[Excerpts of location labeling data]
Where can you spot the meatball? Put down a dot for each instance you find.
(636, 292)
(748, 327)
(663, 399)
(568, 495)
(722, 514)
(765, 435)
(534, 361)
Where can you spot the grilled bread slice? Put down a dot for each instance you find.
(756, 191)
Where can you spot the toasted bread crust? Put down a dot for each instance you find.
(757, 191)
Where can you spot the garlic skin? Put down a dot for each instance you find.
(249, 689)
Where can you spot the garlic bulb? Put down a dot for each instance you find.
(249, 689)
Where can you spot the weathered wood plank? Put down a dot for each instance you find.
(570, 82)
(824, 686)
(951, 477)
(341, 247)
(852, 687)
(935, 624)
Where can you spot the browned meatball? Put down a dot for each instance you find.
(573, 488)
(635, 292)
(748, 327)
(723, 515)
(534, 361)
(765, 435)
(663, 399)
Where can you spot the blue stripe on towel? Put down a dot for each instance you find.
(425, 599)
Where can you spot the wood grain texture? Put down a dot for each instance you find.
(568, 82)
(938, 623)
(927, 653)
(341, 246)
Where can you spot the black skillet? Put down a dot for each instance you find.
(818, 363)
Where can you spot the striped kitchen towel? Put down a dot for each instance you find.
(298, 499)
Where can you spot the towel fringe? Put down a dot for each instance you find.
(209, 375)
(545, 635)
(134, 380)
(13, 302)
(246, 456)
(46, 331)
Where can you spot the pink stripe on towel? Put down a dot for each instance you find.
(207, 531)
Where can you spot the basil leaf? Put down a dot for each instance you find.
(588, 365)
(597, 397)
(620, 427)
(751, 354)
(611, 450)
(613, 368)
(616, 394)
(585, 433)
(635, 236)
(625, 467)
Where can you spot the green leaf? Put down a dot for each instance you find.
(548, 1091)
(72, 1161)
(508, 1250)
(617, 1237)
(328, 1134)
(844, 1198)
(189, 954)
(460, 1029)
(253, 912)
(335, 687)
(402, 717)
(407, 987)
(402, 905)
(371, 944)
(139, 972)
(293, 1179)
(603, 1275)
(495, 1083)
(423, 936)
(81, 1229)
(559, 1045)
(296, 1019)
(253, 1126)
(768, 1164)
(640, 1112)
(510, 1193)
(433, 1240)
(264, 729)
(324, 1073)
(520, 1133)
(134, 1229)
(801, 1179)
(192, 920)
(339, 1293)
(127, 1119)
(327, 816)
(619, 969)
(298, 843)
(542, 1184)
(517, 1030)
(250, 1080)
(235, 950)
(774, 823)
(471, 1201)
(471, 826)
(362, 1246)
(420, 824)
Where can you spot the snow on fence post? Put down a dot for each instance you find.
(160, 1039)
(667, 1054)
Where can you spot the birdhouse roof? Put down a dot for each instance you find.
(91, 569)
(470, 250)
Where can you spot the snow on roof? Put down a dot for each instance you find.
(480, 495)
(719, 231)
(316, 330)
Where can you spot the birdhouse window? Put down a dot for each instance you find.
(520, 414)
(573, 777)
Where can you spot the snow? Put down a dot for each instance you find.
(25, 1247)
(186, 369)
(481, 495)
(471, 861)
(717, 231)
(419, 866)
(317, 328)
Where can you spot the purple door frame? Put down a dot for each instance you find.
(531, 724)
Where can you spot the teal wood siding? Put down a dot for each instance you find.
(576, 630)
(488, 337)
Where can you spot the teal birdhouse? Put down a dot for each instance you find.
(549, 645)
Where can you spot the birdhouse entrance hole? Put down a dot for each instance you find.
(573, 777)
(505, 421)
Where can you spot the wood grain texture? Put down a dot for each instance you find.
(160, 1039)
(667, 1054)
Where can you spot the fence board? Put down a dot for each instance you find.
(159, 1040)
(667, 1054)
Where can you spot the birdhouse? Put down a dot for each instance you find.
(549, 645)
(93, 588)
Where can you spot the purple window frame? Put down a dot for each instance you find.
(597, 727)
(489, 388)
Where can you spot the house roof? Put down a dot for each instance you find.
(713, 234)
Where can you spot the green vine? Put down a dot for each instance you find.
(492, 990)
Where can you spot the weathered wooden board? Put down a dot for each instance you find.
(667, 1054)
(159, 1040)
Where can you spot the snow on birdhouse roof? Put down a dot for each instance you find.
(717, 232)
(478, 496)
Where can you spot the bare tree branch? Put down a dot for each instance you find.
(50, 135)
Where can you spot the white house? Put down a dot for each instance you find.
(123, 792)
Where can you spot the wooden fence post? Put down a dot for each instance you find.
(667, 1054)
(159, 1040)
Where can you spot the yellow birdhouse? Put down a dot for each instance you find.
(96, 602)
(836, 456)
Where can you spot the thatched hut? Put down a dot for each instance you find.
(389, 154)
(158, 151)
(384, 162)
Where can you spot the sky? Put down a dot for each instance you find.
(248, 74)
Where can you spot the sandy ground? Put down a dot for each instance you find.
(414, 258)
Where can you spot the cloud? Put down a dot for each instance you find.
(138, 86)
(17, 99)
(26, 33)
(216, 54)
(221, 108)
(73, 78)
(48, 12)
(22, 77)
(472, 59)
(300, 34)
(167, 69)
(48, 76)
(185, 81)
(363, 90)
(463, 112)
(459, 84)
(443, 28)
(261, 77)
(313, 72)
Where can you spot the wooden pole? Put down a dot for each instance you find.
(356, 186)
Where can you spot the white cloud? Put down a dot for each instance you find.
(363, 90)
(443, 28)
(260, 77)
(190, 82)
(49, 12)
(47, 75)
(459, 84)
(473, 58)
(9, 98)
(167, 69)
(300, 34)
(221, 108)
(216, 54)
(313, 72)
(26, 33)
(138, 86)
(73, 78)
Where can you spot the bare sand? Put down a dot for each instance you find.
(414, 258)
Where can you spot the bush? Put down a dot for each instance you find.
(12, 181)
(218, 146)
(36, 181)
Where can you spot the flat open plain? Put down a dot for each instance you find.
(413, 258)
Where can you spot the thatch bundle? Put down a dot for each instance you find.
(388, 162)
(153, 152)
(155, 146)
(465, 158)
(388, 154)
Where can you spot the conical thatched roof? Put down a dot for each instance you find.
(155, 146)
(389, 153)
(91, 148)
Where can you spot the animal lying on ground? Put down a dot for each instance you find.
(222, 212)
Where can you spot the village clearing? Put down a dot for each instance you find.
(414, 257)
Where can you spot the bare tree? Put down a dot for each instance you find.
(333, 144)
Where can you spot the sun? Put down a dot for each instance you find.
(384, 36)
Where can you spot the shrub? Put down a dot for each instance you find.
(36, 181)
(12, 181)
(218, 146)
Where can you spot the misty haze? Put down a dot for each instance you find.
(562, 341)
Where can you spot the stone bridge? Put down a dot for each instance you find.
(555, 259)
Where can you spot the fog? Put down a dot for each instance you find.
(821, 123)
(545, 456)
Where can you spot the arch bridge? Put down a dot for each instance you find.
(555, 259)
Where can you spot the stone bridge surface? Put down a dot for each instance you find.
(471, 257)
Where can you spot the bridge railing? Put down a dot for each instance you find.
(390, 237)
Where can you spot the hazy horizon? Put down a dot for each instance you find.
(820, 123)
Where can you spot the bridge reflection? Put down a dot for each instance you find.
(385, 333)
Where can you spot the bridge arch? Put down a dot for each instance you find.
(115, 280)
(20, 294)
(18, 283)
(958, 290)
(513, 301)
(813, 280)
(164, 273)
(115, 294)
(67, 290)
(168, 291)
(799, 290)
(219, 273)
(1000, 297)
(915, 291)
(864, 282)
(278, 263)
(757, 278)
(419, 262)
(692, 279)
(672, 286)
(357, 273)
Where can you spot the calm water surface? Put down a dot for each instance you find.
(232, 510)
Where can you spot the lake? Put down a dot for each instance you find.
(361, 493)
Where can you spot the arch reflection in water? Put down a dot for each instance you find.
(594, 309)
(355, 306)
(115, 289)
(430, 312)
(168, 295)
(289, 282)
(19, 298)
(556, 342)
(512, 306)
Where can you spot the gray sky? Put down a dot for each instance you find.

### Aim:
Word for word, write out all of the data above.

### Answer below:
Where can you spot the meatball? Put down a dot for each instance you find.
(636, 292)
(748, 327)
(663, 399)
(568, 495)
(722, 514)
(765, 435)
(534, 361)
Where can you spot the grilled bread slice? Put down a dot for each instance you find.
(756, 191)
Where can you spot the toasted bread crust? Put down a dot for each instance you find.
(757, 191)
Where can you spot the garlic skin? Put down a dot for each instance you find.
(249, 689)
Where can you spot the garlic bulb? Put down a dot for each instance you find.
(249, 689)
Where can you spot the weathered wood plank? Put down a dot for each instance you find.
(570, 82)
(824, 686)
(951, 477)
(341, 247)
(852, 687)
(935, 624)
Where can you spot the browned meatball? Put down a dot for each instance you find.
(573, 488)
(635, 292)
(748, 327)
(723, 515)
(534, 361)
(765, 435)
(663, 399)
Where can you spot the blue stripe on towel? Put down a dot for each instance you find.
(425, 599)
Where can you spot the wood grain texture? Put down a dot for each instance you find.
(568, 82)
(938, 623)
(927, 653)
(341, 246)
Where can you spot the black skillet? Put down a dot for each instance you find.
(818, 363)
Where can you spot the striped kitchen towel? Put down a dot for each instance you find.
(298, 499)
Where can you spot the towel fringe? Put down a dot for each instance you find.
(209, 375)
(545, 635)
(134, 380)
(13, 302)
(246, 456)
(46, 331)
Where can you spot the pink stripe on towel? Put down a dot for each instance you find.
(207, 531)
Where can you spot the basil leaf? Put down a dot for each instance you find.
(588, 365)
(597, 397)
(620, 427)
(751, 354)
(611, 450)
(613, 368)
(616, 394)
(585, 433)
(635, 236)
(625, 467)
Where can you spot the green leaf? Put down a dot for each instance you find.
(548, 1091)
(72, 1161)
(508, 1250)
(617, 1237)
(328, 1134)
(844, 1198)
(189, 954)
(460, 1029)
(253, 912)
(335, 687)
(402, 717)
(407, 987)
(402, 905)
(371, 944)
(139, 972)
(293, 1179)
(603, 1275)
(495, 1083)
(423, 936)
(81, 1229)
(559, 1045)
(296, 1019)
(253, 1126)
(768, 1164)
(640, 1112)
(510, 1193)
(433, 1240)
(264, 729)
(324, 1073)
(520, 1133)
(134, 1229)
(801, 1179)
(192, 920)
(339, 1293)
(127, 1119)
(327, 816)
(619, 969)
(298, 843)
(542, 1184)
(517, 1030)
(250, 1080)
(235, 950)
(774, 823)
(471, 1201)
(471, 826)
(362, 1246)
(420, 824)
Where can you spot the snow on fence post? Put down a dot for each instance you find.
(160, 1039)
(667, 1054)
Where can you spot the birdhouse roof? Put down a dot for each instance you find.
(91, 569)
(470, 250)
Where can you spot the snow on roof? Put down a dot for each instance you find.
(480, 495)
(719, 231)
(316, 330)
Where can you spot the birdhouse window? Put down a dot for each instance you find.
(520, 414)
(573, 777)
Where can you spot the snow? Put down a dot for each instance you find.
(25, 1247)
(186, 369)
(481, 495)
(471, 861)
(717, 231)
(419, 866)
(317, 328)
Where can you spot the purple door frame? Put down a dot for each instance you find.
(531, 724)
Where can you spot the teal wood siding? Put down a dot for each instance you find.
(576, 630)
(488, 337)
Where can you spot the teal birdhouse? Put down a dot for each instance you find.
(549, 645)
Where can you spot the birdhouse entrance hole? Put down a dot for each instance you find.
(573, 777)
(505, 421)
Where can you spot the wood grain texture? Put down a dot for each instance you find.
(160, 1039)
(667, 1054)
Where can you spot the fence board? Put down a dot for each instance you find.
(159, 1040)
(667, 1054)
Where can you spot the birdhouse? Put down a dot for each instance you find.
(549, 645)
(93, 588)
Where can you spot the purple window frame? Put down a dot for each instance you find.
(597, 727)
(489, 388)
Where can you spot the house roof? Put down a dot for each instance you find.
(713, 234)
Where can you spot the green vine? Put down a dot for each instance you find.
(492, 990)
Where can you spot the weathered wooden board? Put down a dot for each instance you find.
(667, 1054)
(159, 1040)
Where can you spot the snow on birdhouse roof? Put down a dot for each instance you find.
(717, 232)
(478, 496)
Where can you spot the bare tree branch? Put down a dot for each instance you find.
(50, 135)
Where can you spot the white house? Put down a dot for each instance you find.
(123, 792)
Where can you spot the wooden fence post? Put down a dot for each instance you find.
(667, 1054)
(159, 1040)
Where can you spot the yellow birdhouse? Put down a dot for each instance you find.
(96, 602)
(836, 456)
Where can you spot the thatched hut? Put down a dot for each instance you find.
(389, 154)
(158, 151)
(384, 162)
Where can you spot the sky? Put down a dot for each instance you find.
(248, 74)
Where can you spot the sandy ground? Put down a dot for each instance you find.
(414, 258)
Where can you spot the cloud? Put down a dot for each instance you find.
(138, 86)
(17, 99)
(26, 33)
(216, 54)
(221, 108)
(73, 78)
(48, 12)
(22, 77)
(472, 59)
(300, 34)
(167, 69)
(48, 76)
(185, 81)
(363, 90)
(463, 112)
(459, 84)
(443, 28)
(261, 77)
(313, 72)
Where can you spot the wooden pole? Put down a dot for each instance you find.
(356, 186)
Where can you spot the white cloud? Put down a dot for each instance you find.
(363, 90)
(443, 28)
(260, 77)
(190, 82)
(49, 12)
(47, 75)
(459, 84)
(473, 58)
(9, 98)
(167, 69)
(300, 34)
(221, 108)
(216, 54)
(313, 72)
(26, 33)
(138, 86)
(73, 78)
Where can you spot the bare sand? Put down a dot for each instance you find.
(414, 258)
Where can you spot the bush? Put down a dot for each instance you find.
(12, 181)
(218, 146)
(36, 181)
Where can you spot the flat open plain? Put down a dot for each instance you find.
(413, 258)
Where can you spot the thatch bundle? Put down a dot for each instance you find.
(388, 162)
(153, 152)
(155, 146)
(465, 158)
(388, 154)
Where can you spot the conical thatched roof? Put down a dot for each instance you find.
(155, 146)
(389, 153)
(91, 148)
Where can you spot the animal lying on ground? Put down a dot for each instance you find.
(222, 212)
Where can you spot the village clearing? Put down a dot for each instance you find.
(414, 257)
Where can you spot the bare tree? Put down a dot for each instance you find.
(333, 144)
Where can you spot the sun? Put down a dot for each instance you find.
(384, 36)
Where can you spot the shrub? Put down a dot for each instance you find.
(36, 181)
(12, 181)
(218, 146)
Where can you spot the misty haze? Put down a dot for each instance you find.
(562, 341)
Where can you spot the stone bridge? Put down a dot for each instance you find.
(555, 259)
Where can you spot the fog? Put down a dot for each instance you find.
(821, 123)
(545, 456)
Where can you spot the arch bridge? Put down a dot for each instance you find.
(555, 259)
Where can you spot the stone bridge surface? Put down a dot for each instance you find.
(471, 257)
Where can you spot the bridge railing? Put down a dot for each instance you find.
(390, 237)
Where can you spot the hazy horizon? Put down a dot for each instance you find.
(820, 123)
Where can you spot the bridge reflection? Put down a dot for each instance you find.
(385, 333)
Where can you spot the bridge arch? Put down a dot for each instance you find.
(115, 280)
(20, 294)
(18, 283)
(958, 290)
(513, 301)
(813, 280)
(164, 273)
(115, 294)
(67, 290)
(168, 291)
(799, 290)
(219, 273)
(1000, 297)
(915, 291)
(864, 282)
(278, 263)
(757, 278)
(419, 262)
(692, 279)
(672, 286)
(357, 273)
Where can you spot the calm water surface? Put down a dot for each instance you find.
(232, 510)
Where can you spot the lake? Put down a dot for each instance you find.
(361, 493)
Where can you spot the arch reflection in water? Put down a dot for each instance you find.
(594, 309)
(355, 306)
(115, 289)
(430, 312)
(168, 295)
(289, 282)
(19, 298)
(556, 342)
(512, 306)
Where can you spot the gray sky? Put down a dot for each instance you find.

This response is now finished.